▼
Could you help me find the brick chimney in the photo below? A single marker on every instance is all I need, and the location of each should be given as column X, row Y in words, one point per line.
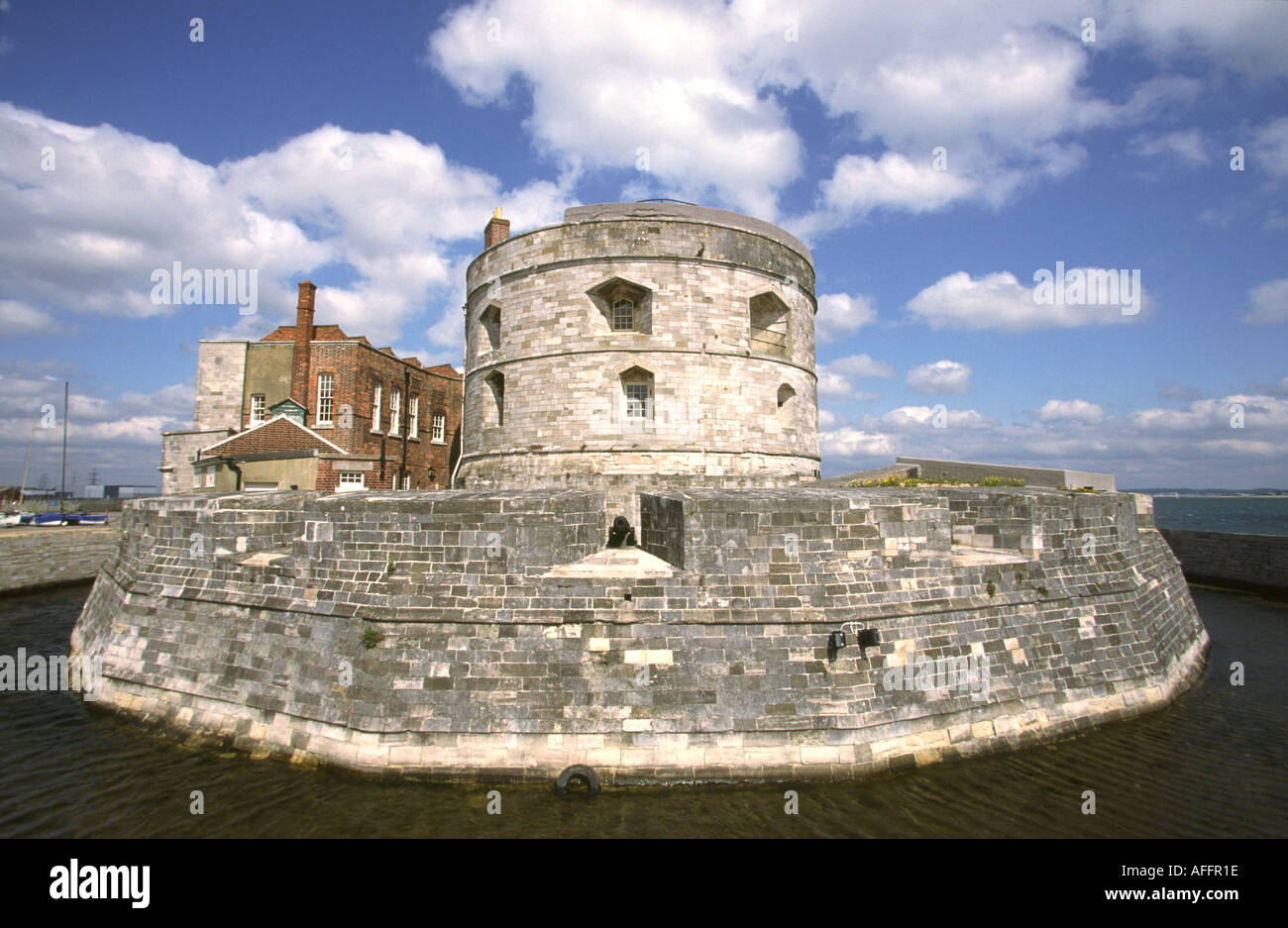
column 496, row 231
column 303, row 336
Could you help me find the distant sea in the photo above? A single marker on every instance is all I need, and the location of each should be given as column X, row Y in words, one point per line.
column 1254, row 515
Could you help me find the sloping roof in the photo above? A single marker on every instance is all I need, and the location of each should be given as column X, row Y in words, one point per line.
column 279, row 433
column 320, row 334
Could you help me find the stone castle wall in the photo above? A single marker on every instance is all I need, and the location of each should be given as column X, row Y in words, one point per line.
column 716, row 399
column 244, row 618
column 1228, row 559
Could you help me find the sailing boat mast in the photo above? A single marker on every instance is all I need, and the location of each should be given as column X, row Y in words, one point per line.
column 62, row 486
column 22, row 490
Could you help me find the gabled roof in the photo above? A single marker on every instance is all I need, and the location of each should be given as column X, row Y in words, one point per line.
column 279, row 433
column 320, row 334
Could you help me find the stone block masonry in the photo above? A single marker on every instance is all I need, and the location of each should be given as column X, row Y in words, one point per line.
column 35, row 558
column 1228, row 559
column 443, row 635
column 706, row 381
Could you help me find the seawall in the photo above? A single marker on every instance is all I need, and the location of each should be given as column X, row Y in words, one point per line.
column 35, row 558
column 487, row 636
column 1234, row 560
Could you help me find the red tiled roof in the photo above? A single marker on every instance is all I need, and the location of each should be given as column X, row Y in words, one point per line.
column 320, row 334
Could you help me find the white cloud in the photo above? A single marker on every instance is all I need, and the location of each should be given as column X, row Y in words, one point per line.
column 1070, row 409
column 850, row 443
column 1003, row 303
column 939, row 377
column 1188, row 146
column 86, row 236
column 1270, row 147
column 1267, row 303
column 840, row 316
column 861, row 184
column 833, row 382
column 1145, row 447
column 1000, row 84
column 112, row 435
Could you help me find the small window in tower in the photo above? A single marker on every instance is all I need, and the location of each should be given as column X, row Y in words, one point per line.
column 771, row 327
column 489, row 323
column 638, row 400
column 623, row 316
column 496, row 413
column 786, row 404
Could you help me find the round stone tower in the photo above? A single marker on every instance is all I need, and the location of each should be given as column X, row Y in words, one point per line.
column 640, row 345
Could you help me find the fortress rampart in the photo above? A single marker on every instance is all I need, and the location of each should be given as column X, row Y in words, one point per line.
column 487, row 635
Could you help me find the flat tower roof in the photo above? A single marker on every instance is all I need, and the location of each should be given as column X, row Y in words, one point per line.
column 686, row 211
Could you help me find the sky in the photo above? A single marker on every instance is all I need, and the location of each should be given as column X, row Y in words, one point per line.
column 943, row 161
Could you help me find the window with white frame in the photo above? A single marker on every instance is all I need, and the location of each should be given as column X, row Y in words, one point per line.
▲
- [Описание задания] Перепишите слово в слово строки, начиная со строки, где есть "Could you help me find the stone block", и заканчивая строкой, где есть "column 443, row 635". Обе эти строки тоже нужно переписать.

- [Ответ]
Could you help me find the stone block masonry in the photo above? A single marker on every instance is all I need, and the location of each should be given as column X, row Y in words, one point per line.
column 35, row 558
column 1228, row 559
column 443, row 635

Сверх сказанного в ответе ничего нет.